__WHAT YOU SHOULD DO__
Find every line in the entries below that contains the word "leather", and copy each of those lines in full.

— start —

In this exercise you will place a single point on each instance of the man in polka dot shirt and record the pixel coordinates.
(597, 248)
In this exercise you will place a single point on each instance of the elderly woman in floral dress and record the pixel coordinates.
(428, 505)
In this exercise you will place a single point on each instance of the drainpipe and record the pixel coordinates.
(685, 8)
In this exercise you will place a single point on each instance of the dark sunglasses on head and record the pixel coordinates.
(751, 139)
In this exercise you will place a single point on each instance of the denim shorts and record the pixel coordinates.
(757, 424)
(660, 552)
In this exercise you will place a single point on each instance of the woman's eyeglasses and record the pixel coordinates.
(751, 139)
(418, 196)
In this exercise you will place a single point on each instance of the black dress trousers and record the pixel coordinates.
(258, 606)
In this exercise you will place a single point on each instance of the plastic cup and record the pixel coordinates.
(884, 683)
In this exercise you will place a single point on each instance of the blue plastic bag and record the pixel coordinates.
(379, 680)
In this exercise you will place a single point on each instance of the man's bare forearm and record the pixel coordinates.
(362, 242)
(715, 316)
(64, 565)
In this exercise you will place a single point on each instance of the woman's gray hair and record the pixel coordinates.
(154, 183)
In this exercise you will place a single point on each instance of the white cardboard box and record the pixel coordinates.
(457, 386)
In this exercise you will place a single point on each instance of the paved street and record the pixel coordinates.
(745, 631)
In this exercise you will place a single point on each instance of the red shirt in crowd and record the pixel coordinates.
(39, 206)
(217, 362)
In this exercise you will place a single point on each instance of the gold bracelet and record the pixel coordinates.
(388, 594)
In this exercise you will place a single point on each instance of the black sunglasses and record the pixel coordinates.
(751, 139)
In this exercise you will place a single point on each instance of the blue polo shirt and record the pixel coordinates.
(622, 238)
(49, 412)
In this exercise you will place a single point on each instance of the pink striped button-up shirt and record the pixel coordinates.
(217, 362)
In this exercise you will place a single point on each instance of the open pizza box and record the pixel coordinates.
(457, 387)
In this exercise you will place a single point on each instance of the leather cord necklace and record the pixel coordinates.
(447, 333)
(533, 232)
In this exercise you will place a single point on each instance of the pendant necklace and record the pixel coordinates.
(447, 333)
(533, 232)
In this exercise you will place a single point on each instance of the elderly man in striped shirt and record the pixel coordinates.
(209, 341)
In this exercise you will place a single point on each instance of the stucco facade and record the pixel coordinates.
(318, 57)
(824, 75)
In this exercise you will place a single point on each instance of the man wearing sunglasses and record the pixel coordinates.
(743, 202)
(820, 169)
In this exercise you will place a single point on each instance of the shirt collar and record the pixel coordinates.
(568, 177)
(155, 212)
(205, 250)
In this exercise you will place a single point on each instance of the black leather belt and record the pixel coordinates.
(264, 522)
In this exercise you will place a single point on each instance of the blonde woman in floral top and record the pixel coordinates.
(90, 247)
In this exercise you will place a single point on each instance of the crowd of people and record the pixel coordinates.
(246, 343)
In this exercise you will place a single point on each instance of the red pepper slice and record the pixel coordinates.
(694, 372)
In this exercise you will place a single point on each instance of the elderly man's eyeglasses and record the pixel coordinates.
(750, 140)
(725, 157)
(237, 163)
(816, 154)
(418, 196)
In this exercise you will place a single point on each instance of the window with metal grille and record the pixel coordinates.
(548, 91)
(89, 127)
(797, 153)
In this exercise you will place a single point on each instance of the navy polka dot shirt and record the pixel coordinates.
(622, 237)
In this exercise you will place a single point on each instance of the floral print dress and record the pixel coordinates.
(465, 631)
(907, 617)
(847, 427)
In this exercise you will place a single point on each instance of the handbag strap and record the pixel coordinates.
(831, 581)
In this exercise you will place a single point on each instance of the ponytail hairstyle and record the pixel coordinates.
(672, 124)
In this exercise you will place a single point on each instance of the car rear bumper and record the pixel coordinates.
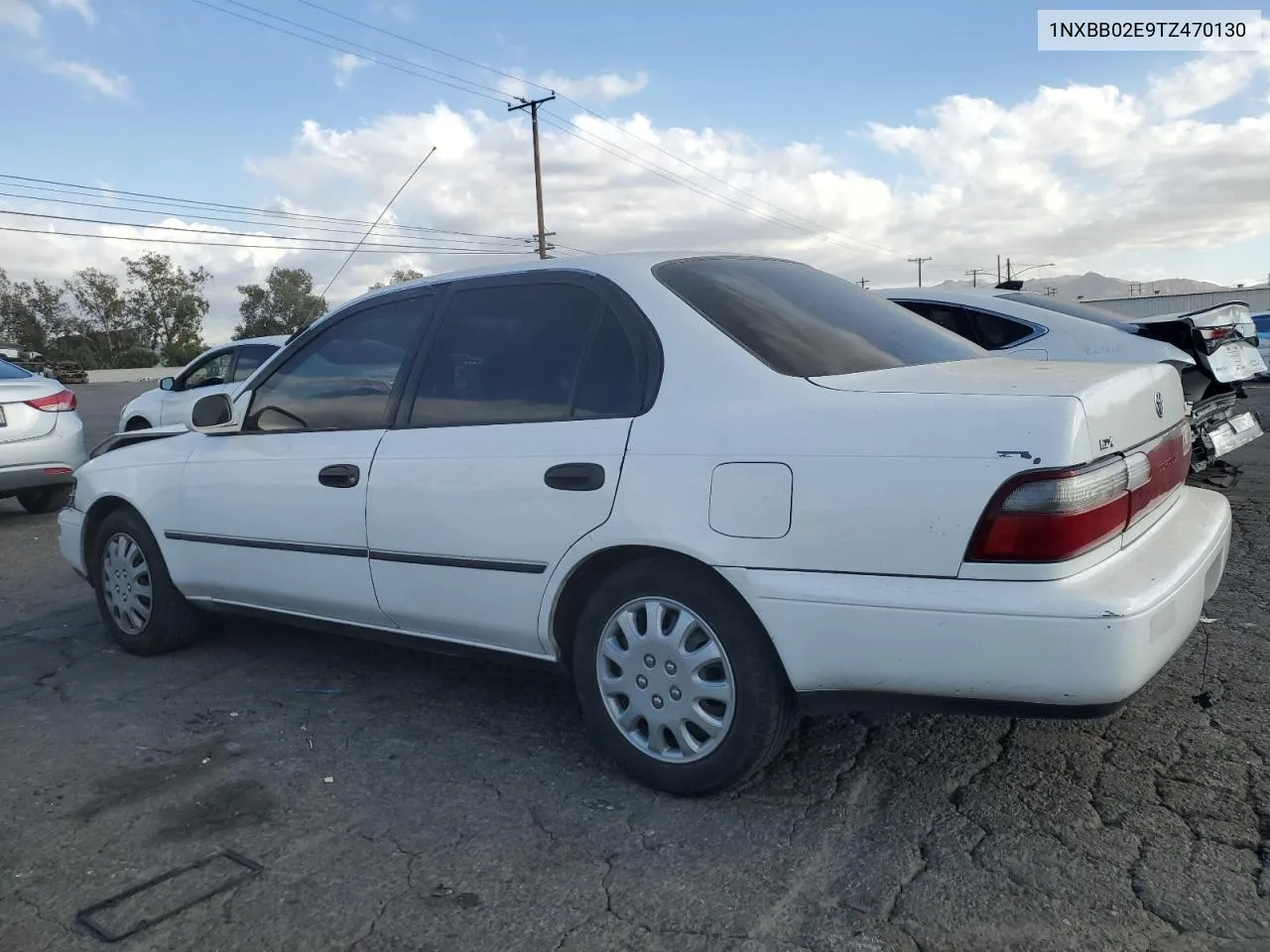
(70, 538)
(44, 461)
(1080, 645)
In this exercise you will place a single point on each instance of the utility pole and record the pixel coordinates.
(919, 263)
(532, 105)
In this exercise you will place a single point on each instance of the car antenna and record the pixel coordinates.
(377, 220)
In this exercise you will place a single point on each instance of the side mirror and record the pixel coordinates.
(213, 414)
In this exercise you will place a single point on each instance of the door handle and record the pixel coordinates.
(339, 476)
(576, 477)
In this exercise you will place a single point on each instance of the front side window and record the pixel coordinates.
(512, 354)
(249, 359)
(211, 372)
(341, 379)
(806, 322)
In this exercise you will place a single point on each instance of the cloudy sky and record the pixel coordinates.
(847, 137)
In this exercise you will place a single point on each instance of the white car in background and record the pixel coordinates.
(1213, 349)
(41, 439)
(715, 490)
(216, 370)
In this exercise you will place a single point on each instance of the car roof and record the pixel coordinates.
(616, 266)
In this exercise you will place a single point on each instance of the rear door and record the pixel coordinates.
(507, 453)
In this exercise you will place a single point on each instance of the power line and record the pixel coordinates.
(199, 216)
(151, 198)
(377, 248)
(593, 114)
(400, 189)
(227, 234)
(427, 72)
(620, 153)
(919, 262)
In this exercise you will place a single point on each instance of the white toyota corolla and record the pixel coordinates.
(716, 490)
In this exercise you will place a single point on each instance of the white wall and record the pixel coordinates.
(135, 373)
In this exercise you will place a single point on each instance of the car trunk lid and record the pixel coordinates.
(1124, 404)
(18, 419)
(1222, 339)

— end —
— start —

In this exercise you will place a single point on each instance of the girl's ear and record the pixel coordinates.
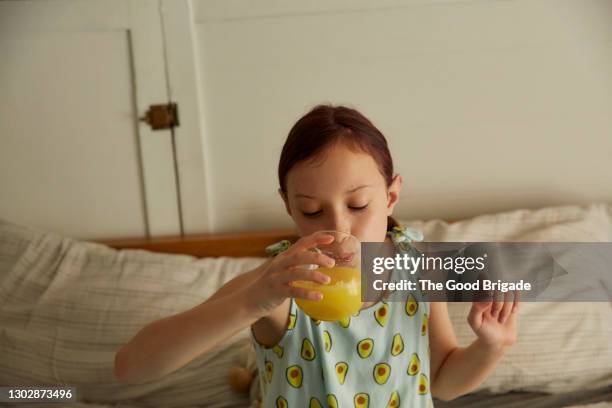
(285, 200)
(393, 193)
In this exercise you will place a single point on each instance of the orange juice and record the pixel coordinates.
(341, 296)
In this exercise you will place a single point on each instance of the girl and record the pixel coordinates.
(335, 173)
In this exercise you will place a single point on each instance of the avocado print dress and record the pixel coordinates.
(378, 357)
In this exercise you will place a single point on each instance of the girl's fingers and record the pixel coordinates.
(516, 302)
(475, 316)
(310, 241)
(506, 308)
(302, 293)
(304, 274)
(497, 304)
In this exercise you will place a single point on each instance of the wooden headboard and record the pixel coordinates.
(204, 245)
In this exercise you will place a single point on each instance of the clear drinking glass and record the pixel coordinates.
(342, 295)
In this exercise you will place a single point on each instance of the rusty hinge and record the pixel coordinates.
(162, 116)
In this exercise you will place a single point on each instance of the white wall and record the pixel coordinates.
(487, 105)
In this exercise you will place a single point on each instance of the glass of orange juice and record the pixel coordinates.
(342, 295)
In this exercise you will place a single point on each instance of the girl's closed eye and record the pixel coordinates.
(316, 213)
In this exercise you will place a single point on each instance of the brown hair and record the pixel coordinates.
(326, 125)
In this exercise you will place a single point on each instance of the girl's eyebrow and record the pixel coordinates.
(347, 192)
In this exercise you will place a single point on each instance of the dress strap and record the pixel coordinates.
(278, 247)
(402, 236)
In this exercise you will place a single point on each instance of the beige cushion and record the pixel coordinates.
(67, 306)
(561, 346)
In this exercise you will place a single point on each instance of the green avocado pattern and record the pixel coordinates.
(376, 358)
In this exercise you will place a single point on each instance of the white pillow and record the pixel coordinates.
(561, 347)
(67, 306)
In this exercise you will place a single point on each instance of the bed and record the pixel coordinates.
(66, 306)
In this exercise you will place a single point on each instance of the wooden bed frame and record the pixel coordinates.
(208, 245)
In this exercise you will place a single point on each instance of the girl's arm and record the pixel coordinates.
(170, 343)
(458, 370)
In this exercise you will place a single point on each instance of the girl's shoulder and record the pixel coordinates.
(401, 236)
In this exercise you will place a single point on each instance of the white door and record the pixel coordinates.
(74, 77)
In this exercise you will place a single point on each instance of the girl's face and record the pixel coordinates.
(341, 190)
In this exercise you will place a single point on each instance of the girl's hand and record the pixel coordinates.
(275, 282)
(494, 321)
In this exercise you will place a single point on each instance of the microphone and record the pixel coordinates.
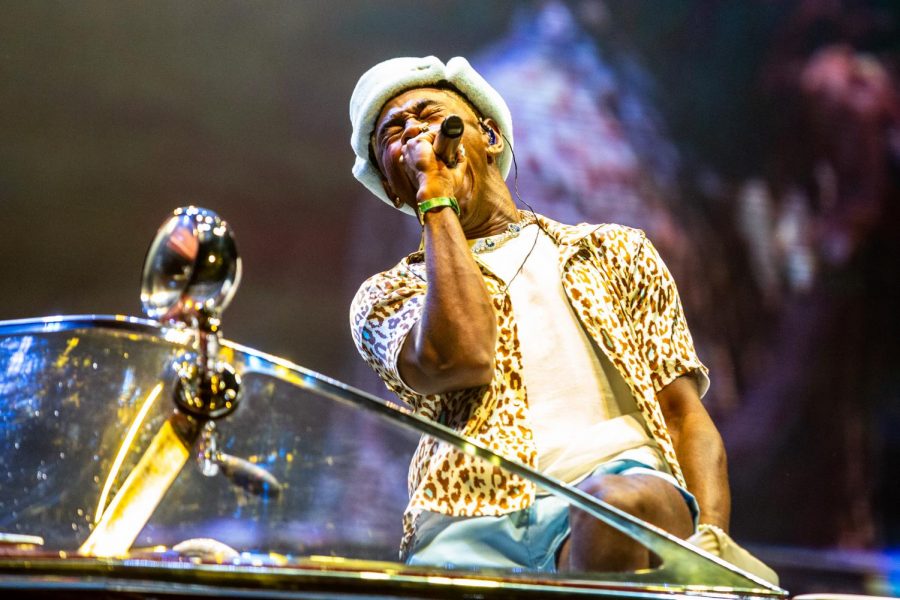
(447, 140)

— end —

__FINISHED TASK__
In this exercise you will place a single point on each instance of the leather cord necklace and record the pixel coordinates.
In this exercise you will place a single point on each instance of the black leather belt and record the pixel coordinates.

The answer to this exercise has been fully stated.